──────── EXERCISE INPUT

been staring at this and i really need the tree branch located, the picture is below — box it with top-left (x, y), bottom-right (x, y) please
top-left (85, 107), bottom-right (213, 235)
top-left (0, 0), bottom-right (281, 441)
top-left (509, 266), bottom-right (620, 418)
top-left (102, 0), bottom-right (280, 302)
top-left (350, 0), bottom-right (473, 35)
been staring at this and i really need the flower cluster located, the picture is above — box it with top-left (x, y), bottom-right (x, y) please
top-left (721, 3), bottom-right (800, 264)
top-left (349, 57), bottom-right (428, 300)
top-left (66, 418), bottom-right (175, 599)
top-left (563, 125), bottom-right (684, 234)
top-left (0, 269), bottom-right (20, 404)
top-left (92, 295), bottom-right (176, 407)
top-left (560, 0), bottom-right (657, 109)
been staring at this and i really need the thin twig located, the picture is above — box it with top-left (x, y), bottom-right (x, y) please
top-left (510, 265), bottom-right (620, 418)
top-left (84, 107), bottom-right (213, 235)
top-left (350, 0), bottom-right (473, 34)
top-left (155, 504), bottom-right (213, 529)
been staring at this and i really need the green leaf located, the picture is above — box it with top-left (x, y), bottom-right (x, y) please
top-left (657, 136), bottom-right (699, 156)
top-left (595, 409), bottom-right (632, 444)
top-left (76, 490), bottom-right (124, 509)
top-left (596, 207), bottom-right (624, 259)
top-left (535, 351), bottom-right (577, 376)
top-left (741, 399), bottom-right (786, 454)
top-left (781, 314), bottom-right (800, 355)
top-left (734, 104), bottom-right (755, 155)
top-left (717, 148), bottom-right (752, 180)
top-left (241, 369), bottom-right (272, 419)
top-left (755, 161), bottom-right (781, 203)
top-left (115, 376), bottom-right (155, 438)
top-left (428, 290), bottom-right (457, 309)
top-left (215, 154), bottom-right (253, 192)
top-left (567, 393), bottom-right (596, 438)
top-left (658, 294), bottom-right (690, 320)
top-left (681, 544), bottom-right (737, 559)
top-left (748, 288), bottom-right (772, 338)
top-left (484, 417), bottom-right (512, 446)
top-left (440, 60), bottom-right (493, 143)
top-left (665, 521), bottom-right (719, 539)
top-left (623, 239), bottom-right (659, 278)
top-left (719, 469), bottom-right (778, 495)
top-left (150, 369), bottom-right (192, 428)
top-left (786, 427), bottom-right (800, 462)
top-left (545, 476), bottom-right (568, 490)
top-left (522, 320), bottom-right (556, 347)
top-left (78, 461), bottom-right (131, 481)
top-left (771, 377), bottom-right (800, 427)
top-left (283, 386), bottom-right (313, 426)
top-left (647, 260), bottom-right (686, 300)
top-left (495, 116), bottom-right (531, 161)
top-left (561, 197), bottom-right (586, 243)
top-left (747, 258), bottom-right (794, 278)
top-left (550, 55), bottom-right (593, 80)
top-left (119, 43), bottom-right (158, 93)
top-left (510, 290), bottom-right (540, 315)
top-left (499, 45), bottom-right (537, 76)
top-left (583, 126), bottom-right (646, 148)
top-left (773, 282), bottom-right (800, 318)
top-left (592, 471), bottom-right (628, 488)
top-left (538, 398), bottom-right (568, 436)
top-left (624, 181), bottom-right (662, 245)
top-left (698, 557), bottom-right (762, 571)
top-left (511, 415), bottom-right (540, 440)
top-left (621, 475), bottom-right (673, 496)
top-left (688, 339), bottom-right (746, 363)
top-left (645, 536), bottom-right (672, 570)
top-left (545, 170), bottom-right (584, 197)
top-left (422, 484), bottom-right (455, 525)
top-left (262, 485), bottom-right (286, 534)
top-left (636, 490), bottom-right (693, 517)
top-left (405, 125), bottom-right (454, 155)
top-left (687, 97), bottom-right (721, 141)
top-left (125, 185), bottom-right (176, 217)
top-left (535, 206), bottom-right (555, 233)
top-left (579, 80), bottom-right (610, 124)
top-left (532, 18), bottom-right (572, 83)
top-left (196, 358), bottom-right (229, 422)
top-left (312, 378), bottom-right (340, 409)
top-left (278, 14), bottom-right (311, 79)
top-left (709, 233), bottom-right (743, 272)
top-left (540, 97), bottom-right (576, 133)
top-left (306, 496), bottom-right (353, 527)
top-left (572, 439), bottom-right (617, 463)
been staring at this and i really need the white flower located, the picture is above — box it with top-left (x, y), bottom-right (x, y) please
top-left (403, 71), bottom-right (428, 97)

────────────────

ACTION ITEM. "been staring at this and i really need the white" marks the first line to print; reproduce that line and every line after it through the end of the listing above.

YOUR SOLUTION.
been staring at this and i really need the white flower located, the picture is above — box it with top-left (x, y), bottom-right (x, y) please
top-left (403, 71), bottom-right (428, 97)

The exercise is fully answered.